• [EXERCISE DESCRIPTION]:
Show, from the entries below, every line in which "wheat" appears.

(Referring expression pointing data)
+ + + + + + +

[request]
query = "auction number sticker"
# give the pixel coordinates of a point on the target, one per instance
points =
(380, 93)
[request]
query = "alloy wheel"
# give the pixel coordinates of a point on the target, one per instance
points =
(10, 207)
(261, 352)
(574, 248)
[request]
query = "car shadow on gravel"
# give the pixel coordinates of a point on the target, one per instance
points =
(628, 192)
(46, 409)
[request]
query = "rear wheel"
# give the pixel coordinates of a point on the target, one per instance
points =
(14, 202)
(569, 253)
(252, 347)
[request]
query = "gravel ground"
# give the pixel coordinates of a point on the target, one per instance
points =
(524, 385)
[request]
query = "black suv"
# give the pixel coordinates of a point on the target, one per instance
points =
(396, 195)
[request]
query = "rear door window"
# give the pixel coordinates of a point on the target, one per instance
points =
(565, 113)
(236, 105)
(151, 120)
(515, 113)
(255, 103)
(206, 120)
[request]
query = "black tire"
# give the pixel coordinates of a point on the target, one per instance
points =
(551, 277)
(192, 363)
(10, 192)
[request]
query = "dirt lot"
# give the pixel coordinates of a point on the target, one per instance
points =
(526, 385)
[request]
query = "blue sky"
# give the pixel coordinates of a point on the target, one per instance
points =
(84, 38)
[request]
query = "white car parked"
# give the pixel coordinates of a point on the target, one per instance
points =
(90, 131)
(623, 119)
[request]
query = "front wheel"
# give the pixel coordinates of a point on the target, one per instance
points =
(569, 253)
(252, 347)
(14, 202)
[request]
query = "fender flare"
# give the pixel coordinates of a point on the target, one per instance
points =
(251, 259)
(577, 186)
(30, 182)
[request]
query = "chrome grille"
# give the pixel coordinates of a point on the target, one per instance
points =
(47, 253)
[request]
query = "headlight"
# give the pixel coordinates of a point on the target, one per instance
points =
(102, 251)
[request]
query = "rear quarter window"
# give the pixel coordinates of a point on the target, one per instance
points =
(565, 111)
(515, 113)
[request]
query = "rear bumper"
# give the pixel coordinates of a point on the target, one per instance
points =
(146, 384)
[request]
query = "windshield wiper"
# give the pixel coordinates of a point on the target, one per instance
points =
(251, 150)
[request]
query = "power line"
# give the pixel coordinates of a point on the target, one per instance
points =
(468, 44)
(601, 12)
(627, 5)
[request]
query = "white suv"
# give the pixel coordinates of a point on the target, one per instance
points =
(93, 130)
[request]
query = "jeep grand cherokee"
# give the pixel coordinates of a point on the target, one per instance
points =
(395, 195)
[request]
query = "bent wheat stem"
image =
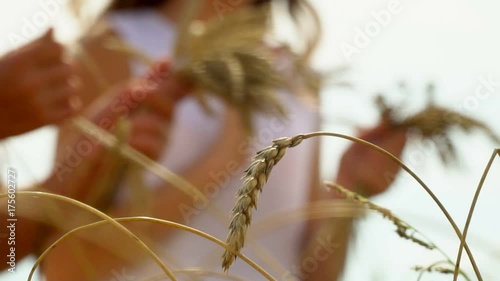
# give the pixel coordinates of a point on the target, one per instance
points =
(471, 212)
(182, 227)
(259, 171)
(98, 213)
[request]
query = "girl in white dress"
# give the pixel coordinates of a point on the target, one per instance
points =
(209, 151)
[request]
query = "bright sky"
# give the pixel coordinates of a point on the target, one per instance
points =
(450, 42)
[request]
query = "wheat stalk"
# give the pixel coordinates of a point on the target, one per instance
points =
(260, 170)
(199, 272)
(403, 229)
(116, 221)
(254, 180)
(496, 153)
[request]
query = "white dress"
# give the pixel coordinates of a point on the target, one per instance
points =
(192, 135)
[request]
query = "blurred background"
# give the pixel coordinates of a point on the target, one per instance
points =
(451, 43)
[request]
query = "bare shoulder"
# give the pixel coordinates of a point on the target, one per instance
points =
(99, 68)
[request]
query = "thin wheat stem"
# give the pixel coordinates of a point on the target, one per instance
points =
(471, 211)
(182, 227)
(402, 226)
(199, 272)
(260, 170)
(418, 179)
(98, 213)
(434, 266)
(109, 140)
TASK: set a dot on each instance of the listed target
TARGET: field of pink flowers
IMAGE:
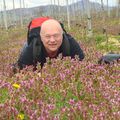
(63, 90)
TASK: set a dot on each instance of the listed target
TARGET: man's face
(51, 38)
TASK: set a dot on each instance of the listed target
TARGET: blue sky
(32, 3)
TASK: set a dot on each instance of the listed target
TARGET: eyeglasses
(48, 37)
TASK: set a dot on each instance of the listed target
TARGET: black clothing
(26, 56)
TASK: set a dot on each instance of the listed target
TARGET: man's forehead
(51, 23)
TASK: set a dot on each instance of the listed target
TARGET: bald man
(51, 42)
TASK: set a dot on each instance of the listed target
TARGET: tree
(87, 8)
(5, 15)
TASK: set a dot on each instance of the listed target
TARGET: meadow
(66, 89)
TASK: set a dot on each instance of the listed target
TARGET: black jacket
(26, 56)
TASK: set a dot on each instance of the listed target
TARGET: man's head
(51, 35)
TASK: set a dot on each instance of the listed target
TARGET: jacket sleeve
(26, 56)
(75, 48)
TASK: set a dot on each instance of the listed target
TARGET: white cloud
(32, 3)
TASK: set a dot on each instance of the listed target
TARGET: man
(53, 42)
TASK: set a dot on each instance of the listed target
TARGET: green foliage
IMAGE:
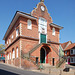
(2, 48)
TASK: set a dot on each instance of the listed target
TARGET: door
(42, 38)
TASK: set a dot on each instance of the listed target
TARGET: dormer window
(53, 31)
(12, 37)
(29, 26)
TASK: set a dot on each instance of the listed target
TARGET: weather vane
(41, 0)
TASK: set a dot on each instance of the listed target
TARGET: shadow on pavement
(3, 72)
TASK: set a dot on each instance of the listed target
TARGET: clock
(42, 8)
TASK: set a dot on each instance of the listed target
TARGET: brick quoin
(27, 39)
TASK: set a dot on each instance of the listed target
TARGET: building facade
(33, 36)
(69, 52)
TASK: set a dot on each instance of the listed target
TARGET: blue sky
(61, 11)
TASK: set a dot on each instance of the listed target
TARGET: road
(8, 70)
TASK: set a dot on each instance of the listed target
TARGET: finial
(41, 0)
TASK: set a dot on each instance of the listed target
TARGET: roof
(56, 26)
(70, 47)
(63, 45)
(16, 16)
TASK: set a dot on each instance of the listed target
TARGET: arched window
(29, 26)
(53, 31)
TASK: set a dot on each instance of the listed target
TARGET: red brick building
(33, 36)
(69, 52)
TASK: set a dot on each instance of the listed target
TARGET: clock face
(42, 8)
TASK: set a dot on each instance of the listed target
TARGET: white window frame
(9, 40)
(53, 31)
(17, 52)
(17, 32)
(73, 60)
(8, 56)
(29, 24)
(73, 51)
(12, 37)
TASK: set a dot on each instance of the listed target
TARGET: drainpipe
(20, 44)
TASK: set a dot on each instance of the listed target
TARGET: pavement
(9, 70)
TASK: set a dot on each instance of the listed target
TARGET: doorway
(42, 55)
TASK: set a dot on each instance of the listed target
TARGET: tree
(2, 48)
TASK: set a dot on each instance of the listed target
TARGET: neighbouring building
(69, 52)
(2, 57)
(32, 38)
(62, 47)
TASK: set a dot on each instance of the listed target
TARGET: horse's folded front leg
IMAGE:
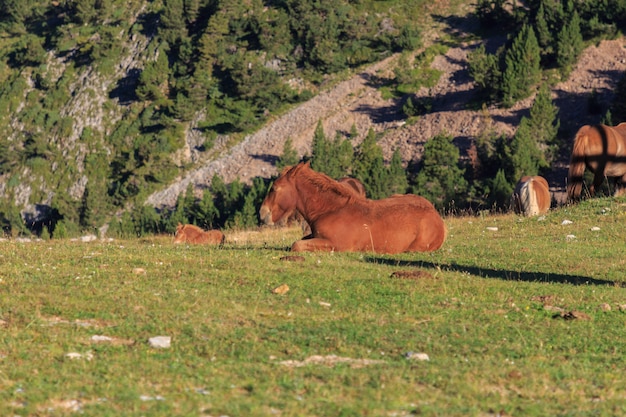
(313, 244)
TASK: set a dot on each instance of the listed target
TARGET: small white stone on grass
(75, 355)
(160, 342)
(417, 356)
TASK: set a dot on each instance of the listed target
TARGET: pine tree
(440, 179)
(526, 157)
(369, 166)
(500, 191)
(397, 178)
(522, 67)
(485, 71)
(544, 123)
(569, 45)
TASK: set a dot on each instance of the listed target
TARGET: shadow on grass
(503, 274)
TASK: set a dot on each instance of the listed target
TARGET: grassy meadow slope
(517, 316)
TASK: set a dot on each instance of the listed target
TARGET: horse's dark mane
(321, 180)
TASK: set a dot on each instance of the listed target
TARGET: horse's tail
(528, 198)
(577, 165)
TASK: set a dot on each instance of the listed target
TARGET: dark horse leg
(598, 178)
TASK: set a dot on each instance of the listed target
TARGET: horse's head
(280, 202)
(179, 236)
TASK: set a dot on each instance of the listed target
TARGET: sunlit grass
(493, 310)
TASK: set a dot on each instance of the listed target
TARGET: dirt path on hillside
(357, 102)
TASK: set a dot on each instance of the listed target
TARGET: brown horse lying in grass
(531, 196)
(189, 233)
(602, 150)
(341, 220)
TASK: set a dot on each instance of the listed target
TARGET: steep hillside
(359, 102)
(108, 109)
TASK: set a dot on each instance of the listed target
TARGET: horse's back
(193, 234)
(402, 223)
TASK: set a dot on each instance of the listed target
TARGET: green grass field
(518, 317)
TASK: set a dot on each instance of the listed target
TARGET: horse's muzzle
(265, 214)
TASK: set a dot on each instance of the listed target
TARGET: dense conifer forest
(97, 99)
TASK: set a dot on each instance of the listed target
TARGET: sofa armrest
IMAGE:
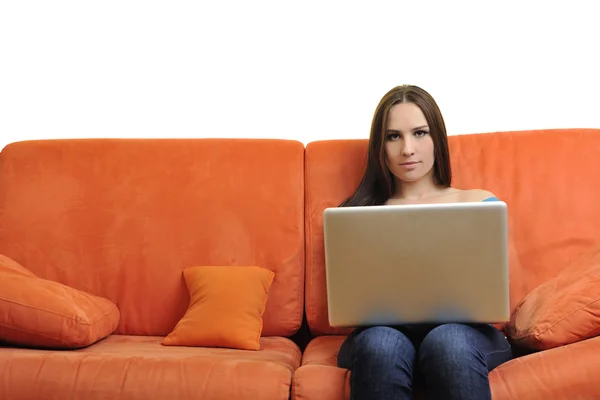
(567, 372)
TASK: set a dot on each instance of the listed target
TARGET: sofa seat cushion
(139, 367)
(570, 371)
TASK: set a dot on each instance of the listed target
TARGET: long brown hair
(377, 184)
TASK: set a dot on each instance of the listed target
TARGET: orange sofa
(116, 223)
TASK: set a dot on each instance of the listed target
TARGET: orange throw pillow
(40, 313)
(226, 307)
(564, 310)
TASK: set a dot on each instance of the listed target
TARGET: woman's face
(408, 145)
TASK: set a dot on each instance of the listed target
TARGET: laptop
(412, 264)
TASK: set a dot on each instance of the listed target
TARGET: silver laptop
(431, 263)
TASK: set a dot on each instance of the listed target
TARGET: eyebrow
(414, 129)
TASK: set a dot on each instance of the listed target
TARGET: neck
(416, 190)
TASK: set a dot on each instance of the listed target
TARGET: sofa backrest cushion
(548, 178)
(122, 218)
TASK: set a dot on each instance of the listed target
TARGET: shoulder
(476, 195)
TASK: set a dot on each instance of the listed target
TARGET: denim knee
(382, 364)
(383, 347)
(450, 346)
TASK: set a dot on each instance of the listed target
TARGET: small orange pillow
(564, 310)
(226, 307)
(40, 313)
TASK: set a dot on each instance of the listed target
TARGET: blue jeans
(452, 360)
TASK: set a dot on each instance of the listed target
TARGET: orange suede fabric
(9, 265)
(39, 313)
(563, 310)
(136, 367)
(553, 215)
(561, 373)
(122, 218)
(226, 307)
(566, 372)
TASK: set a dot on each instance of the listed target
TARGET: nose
(408, 148)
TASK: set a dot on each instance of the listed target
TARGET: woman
(409, 163)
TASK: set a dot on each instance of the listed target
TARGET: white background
(305, 70)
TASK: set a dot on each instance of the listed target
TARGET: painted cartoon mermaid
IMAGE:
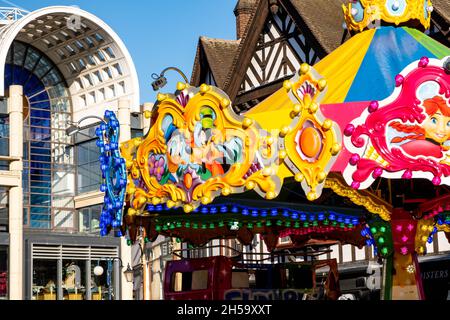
(428, 139)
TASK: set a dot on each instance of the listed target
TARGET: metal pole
(59, 291)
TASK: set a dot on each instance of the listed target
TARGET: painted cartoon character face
(437, 127)
(204, 149)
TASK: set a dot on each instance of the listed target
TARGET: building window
(89, 219)
(73, 264)
(4, 215)
(3, 272)
(110, 52)
(44, 279)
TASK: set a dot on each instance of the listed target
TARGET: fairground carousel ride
(370, 122)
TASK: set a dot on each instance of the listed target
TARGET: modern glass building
(59, 65)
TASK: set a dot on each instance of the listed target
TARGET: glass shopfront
(45, 279)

+ + + + + + +

• [EXERCISE OUTPUT]:
query = "bent wheat stem"
query = "wheat stalk"
query = "thin wheat stem"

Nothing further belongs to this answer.